Exercise instructions
- 1) Translate this sentence from the earphone review into Spanish: "You got what you paid for; not much."
- 2) In the rows, start at the line that has "target | living room furniture" and go through the end of the rows. Write those lines out again with "target" swapped for "label" and everything else unchanged.

Supplied text
start
Not long ago 20 bucks wouldn’t get you far in the world of portable audio. Mediocre build quality, few accessories, and most importantly, terrible sound were the standard. You got what you paid for; not much.
Today’s landscape in the world of portable audio is a vastly different place. Instead of wading through a sea of waste and settling on the best of the worst, we are spoiled with quality options that would have been unthinkable just a short time ago; sub-20 dollar hybrids with removable cable, dual-dynamic drivers, impeccably built metal housings, cables and cases that feel like they sucked up the entire cost of the item you bought, custom-styled housings, and more. With a number of worthy purchases cropping up seemingly every week, it’s getting more and more challenging to sort the champs from the chumps.
Today’s earphone, the Mixcder X5, takes aims and shoots for the top echelon of budget earphones. Let’s check them out together, shall we?
I would like to thank Denise at Mixcder for sending over a complimentary copy of the X5 for the purposes of this review. I am not receiving any financial compensation for these writings. The thoughts within do not represent Mixcder or any other entity, and are simply my thoughts and observations of the X5 after spending a week and many hours listening to them. Speaking of a week, this is less time than I prefer to spend reviewing a earphone. Should my thoughts and feelings change in the future as I continue to use and compare the X5 with other similarly priced earphones, I will be sure to update and adjust the review accordingly.
You can check out the X5 here on Mixcder.com; https://www.mixcder.com/mixcderr-x5-wired-eaphone.html
My Gear and I:
I’m a 30 year old professional working for what is currently the largest luxury hotel chain on the planet. I have a background in Psychology which probably explains my somewhat dry writing style. My entry into the world of portable audio was due primarily to a lack of space for a full-sized stereo system during my university years, and truly began with the venerable JVC HA-FXT90. After reading pretty much the entirety of IjokerI’s multi-earphone review thread, reviews from other established reviewers, and thus being greatly inspired, I took a chance and started writing my own.
Fast forward a couple years and I’m thankful to have had the opportunity to write about products for wonderful companies like RHA, Accutone, ADVANCED, NarMoo, Mixcder, Brainwavz, Meze and many more. I don’t do it for money or free stuff, but because this is my hobby and I enjoy it. If my reviews can help guide someone to a product that makes them happy, I’ll consider that a job well done and payment enough.
end
Entries
start
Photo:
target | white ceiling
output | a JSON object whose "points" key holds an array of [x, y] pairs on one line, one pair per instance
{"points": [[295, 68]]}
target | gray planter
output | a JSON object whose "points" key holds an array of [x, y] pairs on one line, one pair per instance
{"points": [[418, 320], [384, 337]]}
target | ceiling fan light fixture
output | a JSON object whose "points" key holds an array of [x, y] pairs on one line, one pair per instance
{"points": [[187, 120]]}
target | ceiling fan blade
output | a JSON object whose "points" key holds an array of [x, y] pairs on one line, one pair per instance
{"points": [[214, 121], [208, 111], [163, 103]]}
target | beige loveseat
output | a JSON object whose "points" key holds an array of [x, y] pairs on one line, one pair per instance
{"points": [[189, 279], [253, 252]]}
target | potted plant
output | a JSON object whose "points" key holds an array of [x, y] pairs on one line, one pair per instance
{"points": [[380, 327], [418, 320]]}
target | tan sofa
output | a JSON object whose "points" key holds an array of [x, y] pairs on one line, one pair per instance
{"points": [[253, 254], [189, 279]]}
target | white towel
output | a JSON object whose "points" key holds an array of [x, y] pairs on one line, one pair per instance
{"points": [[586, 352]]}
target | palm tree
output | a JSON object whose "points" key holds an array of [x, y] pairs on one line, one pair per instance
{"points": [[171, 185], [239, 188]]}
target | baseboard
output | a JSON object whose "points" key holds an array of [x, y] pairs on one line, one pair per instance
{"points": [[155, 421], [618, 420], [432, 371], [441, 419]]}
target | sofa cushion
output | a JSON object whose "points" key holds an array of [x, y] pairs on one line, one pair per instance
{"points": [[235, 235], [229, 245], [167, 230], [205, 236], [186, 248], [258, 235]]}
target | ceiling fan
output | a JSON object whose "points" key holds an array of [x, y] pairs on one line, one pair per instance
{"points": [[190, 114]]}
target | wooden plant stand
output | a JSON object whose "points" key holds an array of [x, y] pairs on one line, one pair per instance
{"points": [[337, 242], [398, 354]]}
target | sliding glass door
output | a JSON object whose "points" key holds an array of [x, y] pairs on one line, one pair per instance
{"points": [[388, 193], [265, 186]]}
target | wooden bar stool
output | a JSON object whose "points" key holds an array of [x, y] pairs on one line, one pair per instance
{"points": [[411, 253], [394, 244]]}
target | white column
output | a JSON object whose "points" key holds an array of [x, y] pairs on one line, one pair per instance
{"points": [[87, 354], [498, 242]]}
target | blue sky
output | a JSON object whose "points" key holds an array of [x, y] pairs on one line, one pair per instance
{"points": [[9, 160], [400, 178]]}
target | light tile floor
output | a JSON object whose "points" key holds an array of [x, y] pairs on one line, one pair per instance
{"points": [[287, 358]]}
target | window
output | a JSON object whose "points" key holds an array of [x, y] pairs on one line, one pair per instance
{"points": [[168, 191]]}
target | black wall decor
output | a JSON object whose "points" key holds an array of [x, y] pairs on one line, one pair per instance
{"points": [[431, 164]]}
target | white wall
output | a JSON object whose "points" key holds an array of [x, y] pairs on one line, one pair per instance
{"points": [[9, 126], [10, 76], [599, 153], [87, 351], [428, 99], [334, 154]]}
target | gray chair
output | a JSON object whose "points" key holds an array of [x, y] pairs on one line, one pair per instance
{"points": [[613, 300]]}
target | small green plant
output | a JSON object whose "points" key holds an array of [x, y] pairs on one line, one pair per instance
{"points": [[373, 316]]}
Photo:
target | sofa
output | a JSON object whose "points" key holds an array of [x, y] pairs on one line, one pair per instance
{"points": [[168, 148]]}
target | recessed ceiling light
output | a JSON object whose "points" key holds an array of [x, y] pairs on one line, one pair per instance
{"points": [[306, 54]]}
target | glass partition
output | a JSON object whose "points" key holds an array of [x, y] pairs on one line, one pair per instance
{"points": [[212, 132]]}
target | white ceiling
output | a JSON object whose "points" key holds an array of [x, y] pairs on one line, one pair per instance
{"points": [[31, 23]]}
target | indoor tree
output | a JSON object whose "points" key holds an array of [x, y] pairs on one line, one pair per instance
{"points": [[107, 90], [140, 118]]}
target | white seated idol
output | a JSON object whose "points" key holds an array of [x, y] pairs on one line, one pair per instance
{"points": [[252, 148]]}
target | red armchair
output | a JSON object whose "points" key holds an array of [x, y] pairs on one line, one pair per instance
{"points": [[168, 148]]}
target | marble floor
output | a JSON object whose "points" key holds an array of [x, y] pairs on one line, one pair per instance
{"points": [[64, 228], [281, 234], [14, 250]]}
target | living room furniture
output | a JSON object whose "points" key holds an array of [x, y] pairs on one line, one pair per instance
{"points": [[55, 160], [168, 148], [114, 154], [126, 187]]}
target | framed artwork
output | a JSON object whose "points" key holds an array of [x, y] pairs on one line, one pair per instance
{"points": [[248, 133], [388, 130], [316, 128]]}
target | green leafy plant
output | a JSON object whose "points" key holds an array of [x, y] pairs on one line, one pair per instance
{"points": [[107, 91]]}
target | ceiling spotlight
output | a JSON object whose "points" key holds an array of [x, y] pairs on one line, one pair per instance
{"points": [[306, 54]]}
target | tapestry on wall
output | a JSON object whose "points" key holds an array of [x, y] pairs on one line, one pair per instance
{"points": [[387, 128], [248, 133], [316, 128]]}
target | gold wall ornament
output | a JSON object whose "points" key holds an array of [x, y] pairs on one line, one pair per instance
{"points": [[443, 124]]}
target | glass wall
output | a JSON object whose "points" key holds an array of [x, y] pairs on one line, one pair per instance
end
Worked answers
- 1) Obtenías lo que pagabas; no mucho.

- 2)
label | living room furniture
output | a JSON object whose "points" key holds an array of [x, y] pairs on one line, one pair per instance
{"points": [[55, 160], [168, 148], [114, 154], [126, 187]]}
label | framed artwork
output | a JSON object whose "points" key holds an array of [x, y] pairs on one line, one pair per instance
{"points": [[248, 133], [388, 130], [316, 128]]}
label | green leafy plant
output | a JSON object whose "points" key holds an array of [x, y] pairs on one line, one pair per instance
{"points": [[107, 91]]}
label | ceiling spotlight
output | a JSON object whose "points" key holds an array of [x, y] pairs on one line, one pair per instance
{"points": [[306, 54]]}
label | tapestry on wall
output | a JSON object whose "points" key holds an array of [x, y] pairs on one line, one pair per instance
{"points": [[387, 128], [248, 133], [316, 128]]}
label | gold wall ornament
output | a JSON object whose "points" key holds an array of [x, y] pairs on one line, one pair per instance
{"points": [[443, 124]]}
label | glass wall
output | a JSON object whose "points" key holds an array of [x, y] pairs on one line, one pair per instance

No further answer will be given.